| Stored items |

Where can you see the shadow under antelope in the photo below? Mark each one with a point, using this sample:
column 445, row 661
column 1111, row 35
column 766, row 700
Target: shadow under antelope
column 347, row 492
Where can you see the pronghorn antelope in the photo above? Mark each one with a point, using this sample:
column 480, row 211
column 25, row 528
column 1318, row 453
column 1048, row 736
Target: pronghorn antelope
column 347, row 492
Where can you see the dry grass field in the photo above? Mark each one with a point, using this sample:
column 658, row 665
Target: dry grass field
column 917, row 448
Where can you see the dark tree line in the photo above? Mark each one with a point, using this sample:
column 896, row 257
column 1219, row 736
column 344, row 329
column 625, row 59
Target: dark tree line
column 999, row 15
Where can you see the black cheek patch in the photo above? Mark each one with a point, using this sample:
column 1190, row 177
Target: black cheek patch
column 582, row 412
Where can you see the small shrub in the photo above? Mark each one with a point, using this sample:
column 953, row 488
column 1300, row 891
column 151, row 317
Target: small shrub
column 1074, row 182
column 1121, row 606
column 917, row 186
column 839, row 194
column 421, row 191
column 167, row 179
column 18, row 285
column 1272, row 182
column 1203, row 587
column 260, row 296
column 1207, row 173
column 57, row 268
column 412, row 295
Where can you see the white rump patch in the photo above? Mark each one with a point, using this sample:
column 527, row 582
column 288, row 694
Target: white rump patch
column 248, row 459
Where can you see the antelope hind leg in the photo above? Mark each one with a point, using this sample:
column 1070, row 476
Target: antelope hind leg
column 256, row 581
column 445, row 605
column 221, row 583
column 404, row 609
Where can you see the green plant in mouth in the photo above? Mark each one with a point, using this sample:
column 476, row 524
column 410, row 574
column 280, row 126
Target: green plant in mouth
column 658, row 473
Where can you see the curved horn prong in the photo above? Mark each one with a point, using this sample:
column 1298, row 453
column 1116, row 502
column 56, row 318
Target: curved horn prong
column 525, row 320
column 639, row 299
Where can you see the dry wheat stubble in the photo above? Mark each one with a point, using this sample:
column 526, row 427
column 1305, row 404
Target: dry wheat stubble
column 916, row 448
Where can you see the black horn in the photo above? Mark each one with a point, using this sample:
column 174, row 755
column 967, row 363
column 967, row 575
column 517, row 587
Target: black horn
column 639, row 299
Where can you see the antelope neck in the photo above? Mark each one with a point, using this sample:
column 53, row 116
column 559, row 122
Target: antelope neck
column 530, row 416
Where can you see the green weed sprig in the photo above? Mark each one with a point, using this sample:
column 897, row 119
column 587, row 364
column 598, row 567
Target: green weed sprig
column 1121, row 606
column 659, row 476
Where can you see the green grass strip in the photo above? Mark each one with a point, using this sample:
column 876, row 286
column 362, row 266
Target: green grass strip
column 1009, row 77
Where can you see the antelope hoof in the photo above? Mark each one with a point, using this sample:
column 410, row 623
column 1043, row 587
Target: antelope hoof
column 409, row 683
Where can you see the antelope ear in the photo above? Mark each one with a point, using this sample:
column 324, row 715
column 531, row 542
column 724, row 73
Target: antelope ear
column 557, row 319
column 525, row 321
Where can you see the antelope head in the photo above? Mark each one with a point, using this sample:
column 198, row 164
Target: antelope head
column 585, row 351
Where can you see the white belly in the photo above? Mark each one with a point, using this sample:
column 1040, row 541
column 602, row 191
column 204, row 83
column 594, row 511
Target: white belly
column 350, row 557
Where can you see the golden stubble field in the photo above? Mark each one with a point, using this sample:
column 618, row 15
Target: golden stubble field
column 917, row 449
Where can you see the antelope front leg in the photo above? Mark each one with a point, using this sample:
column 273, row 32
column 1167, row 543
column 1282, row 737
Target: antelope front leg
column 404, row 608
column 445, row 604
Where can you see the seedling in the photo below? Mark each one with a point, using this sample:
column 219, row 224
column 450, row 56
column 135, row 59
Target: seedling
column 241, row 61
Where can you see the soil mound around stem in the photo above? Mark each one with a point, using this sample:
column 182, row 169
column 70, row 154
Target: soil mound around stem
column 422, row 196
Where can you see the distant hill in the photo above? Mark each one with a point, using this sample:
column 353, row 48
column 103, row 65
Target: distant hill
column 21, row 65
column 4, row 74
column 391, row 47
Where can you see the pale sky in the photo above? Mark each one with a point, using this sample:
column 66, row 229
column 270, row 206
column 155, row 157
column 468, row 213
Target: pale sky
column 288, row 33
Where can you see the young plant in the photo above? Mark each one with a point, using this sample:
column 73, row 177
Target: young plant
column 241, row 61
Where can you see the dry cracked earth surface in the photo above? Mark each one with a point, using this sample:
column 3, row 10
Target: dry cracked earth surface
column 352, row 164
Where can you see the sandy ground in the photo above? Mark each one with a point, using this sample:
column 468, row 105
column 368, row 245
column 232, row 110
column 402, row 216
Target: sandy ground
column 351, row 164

| TASK DESCRIPTION |
Above are the records; from them, give again exactly the lines from the one containing "column 204, row 83" to the one containing "column 73, row 177", both lines included, and nothing more.

| ANSWER FOR THIS EXERCISE |
column 204, row 83
column 594, row 511
Target: white belly
column 350, row 557
Where can you see the golden stubble field in the photo above? Mark each one with a point, using this sample:
column 618, row 15
Target: golden stubble field
column 917, row 449
Where can you see the antelope front leg in the photo above? Mark each one with a point, using this sample:
column 273, row 32
column 1167, row 543
column 1282, row 737
Target: antelope front leg
column 404, row 608
column 445, row 604
Where can you see the seedling in the photo below? Mark each one with a point, using this sample:
column 219, row 224
column 450, row 56
column 135, row 59
Target: seedling
column 241, row 61
Where can you see the soil mound around stem in the photo above? Mark each one with a point, using this sample:
column 182, row 169
column 70, row 154
Target: soil mound around stem
column 422, row 196
Where can you see the distant hill in the photo above? Mark each one with a point, using this sample:
column 353, row 48
column 103, row 65
Target: distant hill
column 21, row 65
column 4, row 74
column 391, row 47
Where can you see the pale sky in the photo above? Mark each one with a point, using this sample:
column 66, row 229
column 270, row 206
column 155, row 157
column 468, row 213
Target: pale sky
column 288, row 33
Where can you see the young plant in the photo above? Mark each one with a point, using this sample:
column 73, row 177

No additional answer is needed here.